Consigne 1
Recopiez à l'identique chaque ligne des enregistrements qui suivent le texte sur les repas des dictateurs.

Le festin des dictateurs : dans l'assiette des dirigeants les plus controversés
Un
ouvrage publié au Royaume-Uni,
Dictators' Dinners, explore les mœurs
culinaires des tyrans des temps modernes. Morceaux choisis.
Quelle
nourriture rassasie un dictateur? Deux auteurs britanniques, Victoria Clark et
Melissa Scott, se sont penchés sur la question dans l'ouvrage Dictators'
Dinners, the bad taste guide to entertaining tyrants* («Les dîners
des dictateurs: le guide de mauvais goût pour régaler les tyrans»). On y retrouve
les recettes préférées des dictateurs du monde entier et leurs petites manies
alimentaires. Des végétariens convaincus aux amateurs de festins
gargantuesques, les goûts sont très différents, mais une même idée persiste: la
peur d'être empoisonné.

Consigne 2
Poursuivez le texte sur les repas des dictateurs à partir de sa dernière phrase.

Enregistrements fournis
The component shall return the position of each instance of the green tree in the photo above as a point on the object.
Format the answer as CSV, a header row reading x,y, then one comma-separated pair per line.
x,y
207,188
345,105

Réponse attendue 1
The component shall return the position of each instance of the green tree in the photo above as a point on the object.
Format the answer as CSV, a header row reading x,y, then one comma-separated pair per line.
x,y
207,188
345,105

Réponse attendue 2
-Joseph Staline et les repas marathon
Selon l'ouvrage, Nikita Khrouchtchev, l'ancien
dirigeant soviétique, aurait dit à propos de son prédécesseur Joseph
Staline (1878 - 1953): «Je ne pense pas qu'il y ait eu un leader aux
responsabilités comparables aux siennes qui ait gaché plus de temps que Staline
autour d'une table, juste à manger et boire». Pour le dirigeant communiste,
casser la croûte revenait à s'attabler pendant six heures et prendre plaisir à
déguster les repas concoctés par le grand-père de Vladimir Poutine, Spiridon
Poutine, qui fut son cuisinier. Ces repas interminables, accompagnés de jeux
d'alcool, de chants, de danses et d'anectodes plus ennuyeuses les unes que les
autres, pouvaient être une véritable torture pour ses convives. Les auteurs de
l'ouvrage assurent ainsi que Tito, l'ancien dirigeant yougoslave, avait fini
par vomir dans la manche de sa veste.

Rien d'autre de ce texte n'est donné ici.